Set exercise
Reproduce the Benjamin Balleret biography below word for word, from its first line to its last.

Text segment
Benjamin Balleret (born 15 January 1983) is a professional tennis player from Monaco. His father, Bernard Balleret, is former tennis player, while his cousin Arthur Rinderknech also plays the sport professionally. Balleret is a member of the Monaco Davis Cup team.

Tennis career

Juniors
As a junior Balleret reached as high as No. 19 in the junior world singles rankings (and No. 29 in doubles) in 2001.

Pro tour
Balleret is best known for his April 2006 fairy tale run to the third round of the Monte Carlo Open, an ATP Masters Series. Entering the tournament, he was ranked 351st in the world and had competed only in challenger tournaments and several Davis Cup matches (he played for the Monegasque team in 2004 and 2005 and compiled a modest record of 4 wins and 5 losses). However, on 16 April 2006, he received a wild card into the qualifying draw of the Monte Carlo Open and won upsets over seeded, far more accomplished players than he including clay court specialist Albert Portas (at the time ranked 106th in the world and seeded 13th in the qualifying draw) as well as U.S. Open and Wimbledon semi-finalist Jonas Björkman (at the time ranked 71st in the world and seeded third in the qualifying draw). These wins earned Balleret a spot in the main draw, and his performance there is what earned him international headlines. He won upsets over Christophe Rochus (at the time ranked 44th in the world) and Sébastien Grosjean (at the time ranked 23rd in the world, number one in France, and seeded thirteenth in the main draw). Balleret's impressive run came to an end in the third round, in which he lost to world number one Roger Federer.

Information provided

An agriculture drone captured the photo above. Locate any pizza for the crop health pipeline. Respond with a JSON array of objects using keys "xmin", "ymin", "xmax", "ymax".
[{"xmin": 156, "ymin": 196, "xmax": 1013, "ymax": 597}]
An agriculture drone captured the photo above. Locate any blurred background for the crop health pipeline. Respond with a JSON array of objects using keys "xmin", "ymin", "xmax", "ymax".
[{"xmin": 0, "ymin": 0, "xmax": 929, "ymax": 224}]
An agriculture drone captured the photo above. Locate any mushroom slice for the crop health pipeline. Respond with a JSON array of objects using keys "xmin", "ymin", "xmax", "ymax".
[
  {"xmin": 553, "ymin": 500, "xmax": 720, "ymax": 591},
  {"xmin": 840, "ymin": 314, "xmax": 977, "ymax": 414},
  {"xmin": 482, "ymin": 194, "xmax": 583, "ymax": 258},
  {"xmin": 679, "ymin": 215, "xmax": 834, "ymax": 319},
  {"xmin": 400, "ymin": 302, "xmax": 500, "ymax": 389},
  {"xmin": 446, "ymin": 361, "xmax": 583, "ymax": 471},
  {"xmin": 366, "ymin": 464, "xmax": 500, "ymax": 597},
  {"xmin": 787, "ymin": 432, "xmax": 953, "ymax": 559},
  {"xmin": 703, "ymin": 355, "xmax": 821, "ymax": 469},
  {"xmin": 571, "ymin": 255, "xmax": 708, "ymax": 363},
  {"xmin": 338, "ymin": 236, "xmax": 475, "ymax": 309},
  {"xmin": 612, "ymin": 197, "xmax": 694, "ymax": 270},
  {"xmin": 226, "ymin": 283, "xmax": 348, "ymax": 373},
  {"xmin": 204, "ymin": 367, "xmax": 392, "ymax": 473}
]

In response
Benjamin Balleret (born 15 January 1983) is a professional tennis player from Monaco. His father, Bernard Balleret, is former tennis player, while his cousin Arthur Rinderknech also plays the sport professionally. Balleret is a member of the Monaco Davis Cup team.

Tennis career

Juniors
As a junior Balleret reached as high as No. 19 in the junior world singles rankings (and No. 29 in doubles) in 2001.

Pro tour
Balleret is best known for his April 2006 fairy tale run to the third round of the Monte Carlo Open, an ATP Masters Series. Entering the tournament, he was ranked 351st in the world and had competed only in challenger tournaments and several Davis Cup matches (he played for the Monegasque team in 2004 and 2005 and compiled a modest record of 4 wins and 5 losses). However, on 16 April 2006, he received a wild card into the qualifying draw of the Monte Carlo Open and won upsets over seeded, far more accomplished players than he including clay court specialist Albert Portas (at the time ranked 106th in the world and seeded 13th in the qualifying draw) as well as U.S. Open and Wimbledon semi-finalist Jonas Björkman (at the time ranked 71st in the world and seeded third in the qualifying draw). These wins earned Balleret a spot in the main draw, and his performance there is what earned him international headlines. He won upsets over Christophe Rochus (at the time ranked 44th in the world) and Sébastien Grosjean (at the time ranked 23rd in the world, number one in France, and seeded thirteenth in the main draw). Balleret's impressive run came to an end in the third round, in which he lost to world number one Roger Federer.